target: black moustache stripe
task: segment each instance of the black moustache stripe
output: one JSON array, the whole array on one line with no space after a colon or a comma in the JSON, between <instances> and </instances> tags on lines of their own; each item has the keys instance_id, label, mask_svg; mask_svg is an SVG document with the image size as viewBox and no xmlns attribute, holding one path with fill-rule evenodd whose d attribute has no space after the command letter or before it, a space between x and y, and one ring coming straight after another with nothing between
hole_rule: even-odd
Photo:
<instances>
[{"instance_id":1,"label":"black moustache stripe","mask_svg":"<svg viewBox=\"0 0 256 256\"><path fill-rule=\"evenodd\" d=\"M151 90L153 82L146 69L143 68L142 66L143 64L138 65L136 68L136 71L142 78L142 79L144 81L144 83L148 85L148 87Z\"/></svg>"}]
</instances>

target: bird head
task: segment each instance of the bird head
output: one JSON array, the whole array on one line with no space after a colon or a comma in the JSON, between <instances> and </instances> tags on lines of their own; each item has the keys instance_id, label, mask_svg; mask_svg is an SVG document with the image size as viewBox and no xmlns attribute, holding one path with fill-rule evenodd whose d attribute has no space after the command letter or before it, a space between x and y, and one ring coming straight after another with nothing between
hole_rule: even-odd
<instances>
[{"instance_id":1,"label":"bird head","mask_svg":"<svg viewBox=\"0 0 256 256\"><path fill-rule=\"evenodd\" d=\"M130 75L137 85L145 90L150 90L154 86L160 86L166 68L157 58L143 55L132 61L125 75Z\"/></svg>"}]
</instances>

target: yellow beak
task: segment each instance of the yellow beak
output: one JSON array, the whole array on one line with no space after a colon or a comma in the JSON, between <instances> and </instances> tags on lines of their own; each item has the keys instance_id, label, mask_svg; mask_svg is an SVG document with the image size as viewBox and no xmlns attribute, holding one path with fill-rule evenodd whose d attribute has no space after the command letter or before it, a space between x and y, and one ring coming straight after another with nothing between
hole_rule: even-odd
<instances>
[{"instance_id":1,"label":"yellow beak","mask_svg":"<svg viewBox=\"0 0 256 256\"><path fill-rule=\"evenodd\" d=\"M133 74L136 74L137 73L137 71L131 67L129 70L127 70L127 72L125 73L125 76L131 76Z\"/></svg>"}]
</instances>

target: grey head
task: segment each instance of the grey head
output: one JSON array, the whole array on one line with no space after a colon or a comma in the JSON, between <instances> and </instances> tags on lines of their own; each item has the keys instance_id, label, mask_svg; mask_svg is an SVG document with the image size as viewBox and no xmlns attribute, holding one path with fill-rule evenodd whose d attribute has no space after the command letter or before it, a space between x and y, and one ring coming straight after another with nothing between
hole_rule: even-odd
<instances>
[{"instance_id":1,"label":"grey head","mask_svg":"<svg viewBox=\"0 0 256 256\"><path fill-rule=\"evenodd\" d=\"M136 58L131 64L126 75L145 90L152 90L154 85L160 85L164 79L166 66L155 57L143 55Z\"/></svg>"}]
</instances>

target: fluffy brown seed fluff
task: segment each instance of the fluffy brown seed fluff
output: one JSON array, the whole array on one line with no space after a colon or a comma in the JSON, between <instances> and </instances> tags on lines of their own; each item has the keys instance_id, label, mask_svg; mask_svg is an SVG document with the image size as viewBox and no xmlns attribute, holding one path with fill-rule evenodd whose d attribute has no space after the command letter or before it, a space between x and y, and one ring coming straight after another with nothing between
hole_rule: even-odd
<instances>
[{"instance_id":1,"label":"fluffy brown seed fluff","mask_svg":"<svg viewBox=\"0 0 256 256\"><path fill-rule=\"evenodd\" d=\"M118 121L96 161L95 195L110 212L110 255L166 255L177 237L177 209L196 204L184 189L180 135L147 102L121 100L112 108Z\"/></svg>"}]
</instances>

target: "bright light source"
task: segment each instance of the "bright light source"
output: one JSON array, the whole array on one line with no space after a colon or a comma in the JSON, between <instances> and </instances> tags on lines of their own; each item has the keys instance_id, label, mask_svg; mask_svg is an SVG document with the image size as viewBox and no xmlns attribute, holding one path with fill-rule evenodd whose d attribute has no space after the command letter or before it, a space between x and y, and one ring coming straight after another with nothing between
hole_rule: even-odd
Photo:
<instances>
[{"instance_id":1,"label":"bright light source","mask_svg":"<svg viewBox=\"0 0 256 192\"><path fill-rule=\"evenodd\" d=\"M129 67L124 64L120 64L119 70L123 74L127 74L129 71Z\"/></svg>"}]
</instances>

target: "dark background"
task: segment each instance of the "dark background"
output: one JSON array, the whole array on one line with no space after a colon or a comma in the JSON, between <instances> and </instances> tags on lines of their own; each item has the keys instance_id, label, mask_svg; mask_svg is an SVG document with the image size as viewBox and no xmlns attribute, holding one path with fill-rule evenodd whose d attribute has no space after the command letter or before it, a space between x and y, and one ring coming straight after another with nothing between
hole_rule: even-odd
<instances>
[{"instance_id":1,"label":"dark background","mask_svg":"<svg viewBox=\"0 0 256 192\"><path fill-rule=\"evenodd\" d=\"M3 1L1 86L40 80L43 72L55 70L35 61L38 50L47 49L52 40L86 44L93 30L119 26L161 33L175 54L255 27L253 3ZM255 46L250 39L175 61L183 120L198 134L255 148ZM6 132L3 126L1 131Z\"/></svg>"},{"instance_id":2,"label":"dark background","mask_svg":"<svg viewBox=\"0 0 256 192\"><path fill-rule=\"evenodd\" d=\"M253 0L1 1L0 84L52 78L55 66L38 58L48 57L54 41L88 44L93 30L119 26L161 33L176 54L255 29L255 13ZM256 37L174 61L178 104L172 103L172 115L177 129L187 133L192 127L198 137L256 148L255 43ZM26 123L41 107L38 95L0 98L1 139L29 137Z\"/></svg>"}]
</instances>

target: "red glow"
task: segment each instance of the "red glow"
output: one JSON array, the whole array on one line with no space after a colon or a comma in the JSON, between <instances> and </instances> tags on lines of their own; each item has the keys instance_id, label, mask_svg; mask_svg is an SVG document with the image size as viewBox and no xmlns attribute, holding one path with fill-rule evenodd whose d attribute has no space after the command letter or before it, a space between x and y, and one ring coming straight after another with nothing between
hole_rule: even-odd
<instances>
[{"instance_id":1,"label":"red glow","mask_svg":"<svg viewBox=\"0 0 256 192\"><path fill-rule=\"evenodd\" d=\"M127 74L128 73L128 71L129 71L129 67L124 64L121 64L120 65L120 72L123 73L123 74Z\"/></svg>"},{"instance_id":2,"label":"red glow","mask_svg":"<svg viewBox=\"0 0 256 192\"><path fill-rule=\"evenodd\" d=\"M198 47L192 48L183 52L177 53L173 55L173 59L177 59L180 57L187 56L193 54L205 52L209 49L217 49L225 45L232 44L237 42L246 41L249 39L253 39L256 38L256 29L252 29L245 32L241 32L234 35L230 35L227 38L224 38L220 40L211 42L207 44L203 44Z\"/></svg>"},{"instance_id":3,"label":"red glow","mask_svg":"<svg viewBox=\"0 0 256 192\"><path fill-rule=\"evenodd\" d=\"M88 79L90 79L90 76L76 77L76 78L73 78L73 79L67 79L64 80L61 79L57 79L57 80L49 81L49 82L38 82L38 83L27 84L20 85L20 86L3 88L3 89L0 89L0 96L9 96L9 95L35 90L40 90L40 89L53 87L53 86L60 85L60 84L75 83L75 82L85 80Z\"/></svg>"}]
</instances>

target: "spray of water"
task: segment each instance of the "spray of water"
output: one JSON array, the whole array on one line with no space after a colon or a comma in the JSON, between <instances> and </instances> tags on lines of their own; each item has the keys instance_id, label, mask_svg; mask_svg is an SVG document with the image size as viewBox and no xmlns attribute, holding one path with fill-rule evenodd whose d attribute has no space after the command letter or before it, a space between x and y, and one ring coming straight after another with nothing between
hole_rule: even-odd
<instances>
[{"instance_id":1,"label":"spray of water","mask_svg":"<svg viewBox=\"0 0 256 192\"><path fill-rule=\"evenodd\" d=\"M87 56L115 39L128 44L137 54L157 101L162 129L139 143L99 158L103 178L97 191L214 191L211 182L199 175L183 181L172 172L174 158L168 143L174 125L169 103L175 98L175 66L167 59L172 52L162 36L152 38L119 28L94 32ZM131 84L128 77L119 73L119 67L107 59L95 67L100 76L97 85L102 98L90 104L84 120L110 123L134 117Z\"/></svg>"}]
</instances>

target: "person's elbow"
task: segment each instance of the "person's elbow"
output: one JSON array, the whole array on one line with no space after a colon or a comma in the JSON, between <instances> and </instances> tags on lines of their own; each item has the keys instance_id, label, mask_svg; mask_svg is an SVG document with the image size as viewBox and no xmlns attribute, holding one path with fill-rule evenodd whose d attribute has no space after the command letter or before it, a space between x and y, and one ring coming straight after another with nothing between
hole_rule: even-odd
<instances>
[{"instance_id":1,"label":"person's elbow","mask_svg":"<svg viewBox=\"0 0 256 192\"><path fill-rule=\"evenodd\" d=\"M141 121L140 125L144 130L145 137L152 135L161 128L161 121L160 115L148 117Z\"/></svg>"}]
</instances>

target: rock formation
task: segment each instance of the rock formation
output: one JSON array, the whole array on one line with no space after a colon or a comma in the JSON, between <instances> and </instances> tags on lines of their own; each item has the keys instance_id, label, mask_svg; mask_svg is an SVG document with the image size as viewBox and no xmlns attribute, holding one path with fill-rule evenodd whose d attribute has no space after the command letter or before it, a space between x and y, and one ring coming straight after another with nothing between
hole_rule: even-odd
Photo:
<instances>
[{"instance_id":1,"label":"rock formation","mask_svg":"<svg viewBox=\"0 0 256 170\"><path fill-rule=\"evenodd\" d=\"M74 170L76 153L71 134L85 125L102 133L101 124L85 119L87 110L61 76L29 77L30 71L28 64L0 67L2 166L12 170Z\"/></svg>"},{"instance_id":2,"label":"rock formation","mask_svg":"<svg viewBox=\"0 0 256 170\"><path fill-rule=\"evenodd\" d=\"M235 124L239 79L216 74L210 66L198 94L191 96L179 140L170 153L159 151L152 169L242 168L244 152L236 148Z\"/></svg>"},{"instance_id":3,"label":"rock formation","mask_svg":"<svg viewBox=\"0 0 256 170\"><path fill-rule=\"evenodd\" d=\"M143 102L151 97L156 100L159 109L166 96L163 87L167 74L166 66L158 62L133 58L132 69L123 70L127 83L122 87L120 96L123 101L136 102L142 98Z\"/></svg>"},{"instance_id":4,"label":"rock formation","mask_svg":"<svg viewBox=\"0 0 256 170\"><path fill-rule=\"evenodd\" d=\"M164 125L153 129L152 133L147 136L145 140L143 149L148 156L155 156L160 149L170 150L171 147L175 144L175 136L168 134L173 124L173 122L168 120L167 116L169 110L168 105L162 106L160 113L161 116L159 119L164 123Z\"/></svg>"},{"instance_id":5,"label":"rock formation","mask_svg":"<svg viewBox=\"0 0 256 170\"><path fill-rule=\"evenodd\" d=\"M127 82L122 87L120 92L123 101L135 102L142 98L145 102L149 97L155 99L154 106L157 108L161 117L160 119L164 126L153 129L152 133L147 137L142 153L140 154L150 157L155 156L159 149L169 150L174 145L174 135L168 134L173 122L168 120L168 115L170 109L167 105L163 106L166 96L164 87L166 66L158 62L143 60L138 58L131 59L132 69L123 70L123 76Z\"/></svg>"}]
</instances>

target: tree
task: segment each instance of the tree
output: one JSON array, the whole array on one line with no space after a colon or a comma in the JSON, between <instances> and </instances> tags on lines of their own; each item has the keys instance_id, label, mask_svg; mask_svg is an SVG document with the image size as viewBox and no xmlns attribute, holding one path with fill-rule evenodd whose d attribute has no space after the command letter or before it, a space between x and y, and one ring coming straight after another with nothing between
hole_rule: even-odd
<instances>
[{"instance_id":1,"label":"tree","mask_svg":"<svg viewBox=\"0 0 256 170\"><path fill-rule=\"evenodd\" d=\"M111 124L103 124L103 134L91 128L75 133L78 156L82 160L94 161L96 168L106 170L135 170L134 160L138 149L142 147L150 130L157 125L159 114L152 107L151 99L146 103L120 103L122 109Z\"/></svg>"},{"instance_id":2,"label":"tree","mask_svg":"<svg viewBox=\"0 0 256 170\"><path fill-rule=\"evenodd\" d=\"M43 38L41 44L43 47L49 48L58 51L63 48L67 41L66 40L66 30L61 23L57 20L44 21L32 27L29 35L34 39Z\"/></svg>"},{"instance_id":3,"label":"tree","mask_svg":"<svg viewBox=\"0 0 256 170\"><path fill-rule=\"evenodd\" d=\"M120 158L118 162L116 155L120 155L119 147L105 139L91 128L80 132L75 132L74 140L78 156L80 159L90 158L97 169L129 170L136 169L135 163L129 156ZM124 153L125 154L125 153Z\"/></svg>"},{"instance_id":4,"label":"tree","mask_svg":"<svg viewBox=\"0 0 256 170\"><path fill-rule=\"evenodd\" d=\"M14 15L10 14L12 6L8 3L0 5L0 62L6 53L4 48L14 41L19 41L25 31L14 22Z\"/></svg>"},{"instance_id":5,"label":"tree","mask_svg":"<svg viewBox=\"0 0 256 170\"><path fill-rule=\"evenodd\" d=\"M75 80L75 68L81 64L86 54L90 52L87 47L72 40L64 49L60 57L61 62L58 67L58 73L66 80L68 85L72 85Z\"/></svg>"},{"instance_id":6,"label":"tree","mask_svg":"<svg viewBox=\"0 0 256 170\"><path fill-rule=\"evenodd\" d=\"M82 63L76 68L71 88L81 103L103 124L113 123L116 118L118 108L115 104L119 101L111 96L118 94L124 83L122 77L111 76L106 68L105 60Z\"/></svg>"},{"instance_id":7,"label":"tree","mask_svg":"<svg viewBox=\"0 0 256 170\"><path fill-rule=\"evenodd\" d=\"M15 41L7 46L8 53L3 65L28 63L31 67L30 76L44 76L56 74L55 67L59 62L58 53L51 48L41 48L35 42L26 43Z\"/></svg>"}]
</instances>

*TO DO:* Please retype the rows above, starting with the first line and going on through the line that contains "task: segment each instance of the black", keeping each line as it appears.

*EXERCISE OUTPUT:*
target: black moustache stripe
task: segment each instance of the black moustache stripe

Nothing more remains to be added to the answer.